**Tugas**
Bisakah Anda melanjutkan teks tentang mendengar azan ketika masih makan sahur, mulai tepat setelah kalimat terakhirnya?

**Kutipan Teks**

------------------------------------------------------------------------

Hadits: Mendengar Adzan Ketika Masih Makan Sahur


الحَمْدُ لِلَّهِ الَّذِي جَعَلَ هَذَا الدِّينَ يُسْرًا وَرَحْمَةً، وَرَفَعَ الحَرَجَ عَنِ الأُمَّةِ، وَالصَّلَاةُ وَالسَّلَامُ عَلَى سَيِّدِنَا مُحَمَّدٍ، نَبِيِّ الرَّحْمَةِ، وَعَلَى آلِهِ وَصَحْبِهِ وَمَنْ تَبِعَ هُدَاهُ إِلَى يَوْمِ الدِّينِ. أَمَّا بَعْدُ.

Hadirin yang dirahmati Allah,
Setiap aturan dalam Islam diturunkan dengan hikmah dan penuh pertimbangan terhadap kondisi manusia. Syariat Islam bukanlah beban yang berat, tetapi justru membawa kemudahan dan keseimbangan dalam kehidupan kita. Namun, di tengah masyarakat kita, masih banyak pemahaman yang perlu diluruskan terkait beberapa aspek ibadah, khususnya dalam masalah waktu sahur dan batas akhir makan saat azan Subuh berkumandang.

------------------------------------------------------------------------

**Cuplikan Catatan**

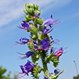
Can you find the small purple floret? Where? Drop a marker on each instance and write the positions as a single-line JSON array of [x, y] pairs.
[[29, 53], [45, 78], [56, 71], [28, 67], [45, 43], [48, 22], [23, 41], [25, 25]]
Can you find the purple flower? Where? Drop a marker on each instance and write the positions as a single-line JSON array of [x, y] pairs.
[[45, 78], [28, 67], [23, 41], [48, 22], [59, 52], [29, 53], [25, 25], [56, 71], [46, 30], [45, 44], [26, 55]]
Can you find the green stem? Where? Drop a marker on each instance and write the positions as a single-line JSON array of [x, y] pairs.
[[44, 63]]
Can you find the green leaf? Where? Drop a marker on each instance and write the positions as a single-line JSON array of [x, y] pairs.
[[36, 71]]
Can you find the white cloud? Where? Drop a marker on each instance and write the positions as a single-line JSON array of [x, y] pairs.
[[13, 9]]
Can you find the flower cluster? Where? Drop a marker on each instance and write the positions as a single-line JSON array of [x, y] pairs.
[[39, 43]]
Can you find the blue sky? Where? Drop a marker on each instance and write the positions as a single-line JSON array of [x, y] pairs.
[[67, 31]]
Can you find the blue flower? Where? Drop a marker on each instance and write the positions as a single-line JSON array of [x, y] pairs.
[[25, 25], [23, 41], [45, 44], [28, 67], [46, 30], [29, 53]]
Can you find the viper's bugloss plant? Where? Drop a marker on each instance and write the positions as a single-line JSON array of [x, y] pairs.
[[39, 44]]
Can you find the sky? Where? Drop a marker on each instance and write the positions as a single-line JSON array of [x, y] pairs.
[[67, 32]]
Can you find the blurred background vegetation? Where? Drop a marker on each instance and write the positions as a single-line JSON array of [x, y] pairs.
[[5, 75], [76, 77]]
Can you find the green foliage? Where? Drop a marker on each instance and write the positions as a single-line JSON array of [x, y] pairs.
[[76, 77], [3, 74]]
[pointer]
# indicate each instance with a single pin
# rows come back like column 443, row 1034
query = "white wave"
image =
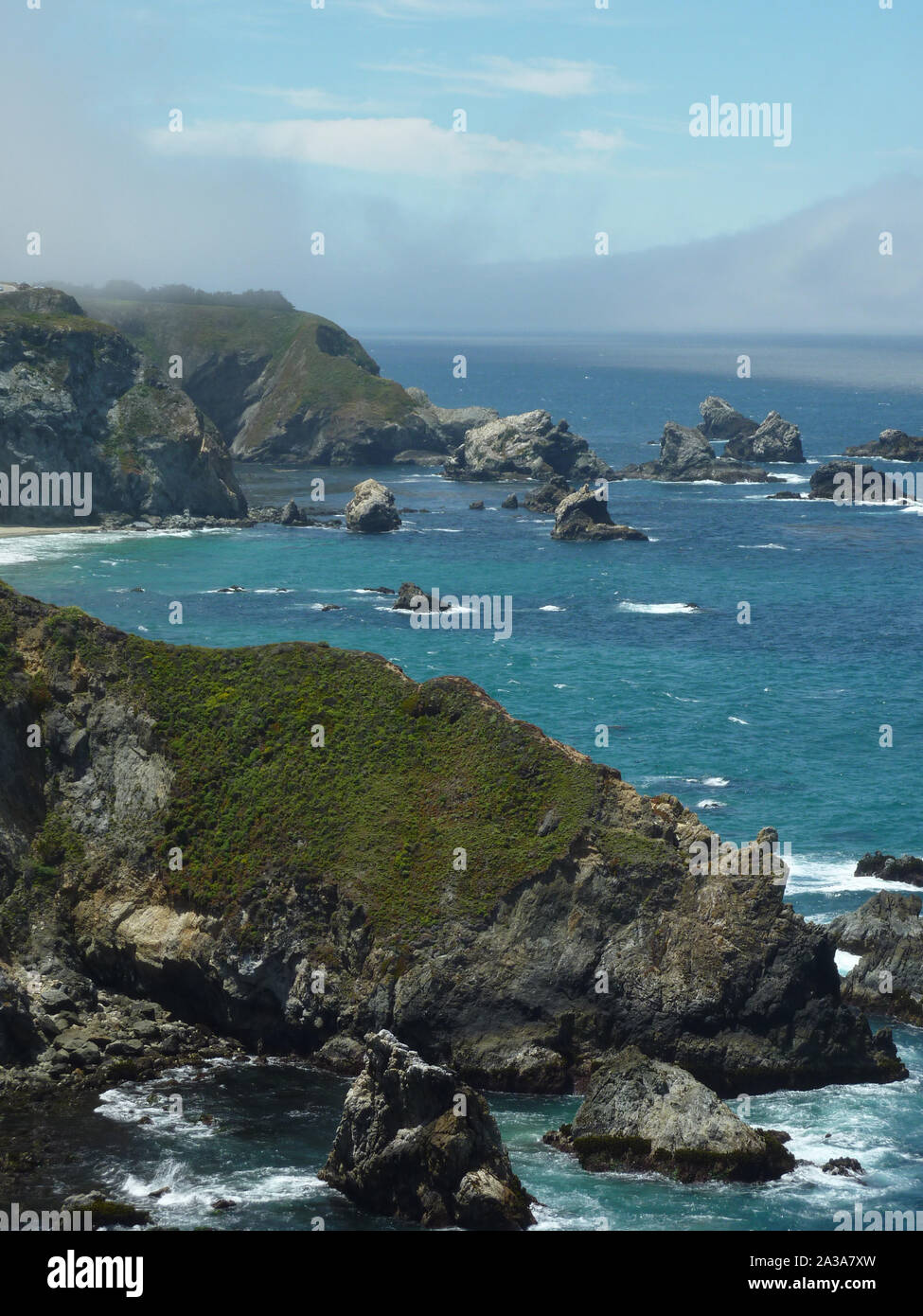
column 659, row 608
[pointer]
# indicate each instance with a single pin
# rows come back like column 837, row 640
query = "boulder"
column 418, row 1144
column 371, row 509
column 886, row 867
column 648, row 1115
column 774, row 439
column 686, row 455
column 528, row 445
column 888, row 934
column 583, row 515
column 892, row 444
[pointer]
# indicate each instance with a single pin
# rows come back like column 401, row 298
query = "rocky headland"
column 212, row 829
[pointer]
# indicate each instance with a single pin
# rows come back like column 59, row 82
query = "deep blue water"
column 772, row 722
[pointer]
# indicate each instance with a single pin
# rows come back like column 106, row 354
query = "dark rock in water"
column 417, row 1143
column 528, row 445
column 408, row 593
column 546, row 498
column 774, row 439
column 585, row 516
column 892, row 444
column 648, row 1115
column 686, row 455
column 371, row 509
column 851, row 482
column 888, row 934
column 720, row 421
column 107, row 1214
column 845, row 1166
column 908, row 867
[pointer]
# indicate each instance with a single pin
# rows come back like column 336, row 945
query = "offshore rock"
column 371, row 509
column 646, row 1115
column 417, row 1143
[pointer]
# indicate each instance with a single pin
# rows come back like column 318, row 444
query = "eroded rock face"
column 417, row 1143
column 888, row 934
column 774, row 439
column 646, row 1115
column 892, row 444
column 75, row 397
column 583, row 516
column 527, row 445
column 686, row 455
column 371, row 509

------------------------------------------------------------------------

**Jawaban Soal**
Tidak jarang kita mendengar ada sebagian orang yang begitu ketat dalam memahami waktu imsak sehingga mereka berhenti makan jauh sebelum azan Subuh, seakan-akan imsak adalah batas mutlak berhentinya makan. Sebaliknya, ada juga yang kurang peduli dengan batas waktu sahur, sehingga mereka tetap makan dan minum tanpa memperhatikan apakah fajar telah benar-benar terbit atau belum. Keduanya adalah sikap yang perlu kita luruskan.

Di sinilah pentingnya kita memahami hadis Rasulullah ﷺ yang akan kita kaji hari ini. Hadis ini menegaskan prinsip kemudahan dalam Islam, terutama dalam hal sahur bagi orang yang berpuasa.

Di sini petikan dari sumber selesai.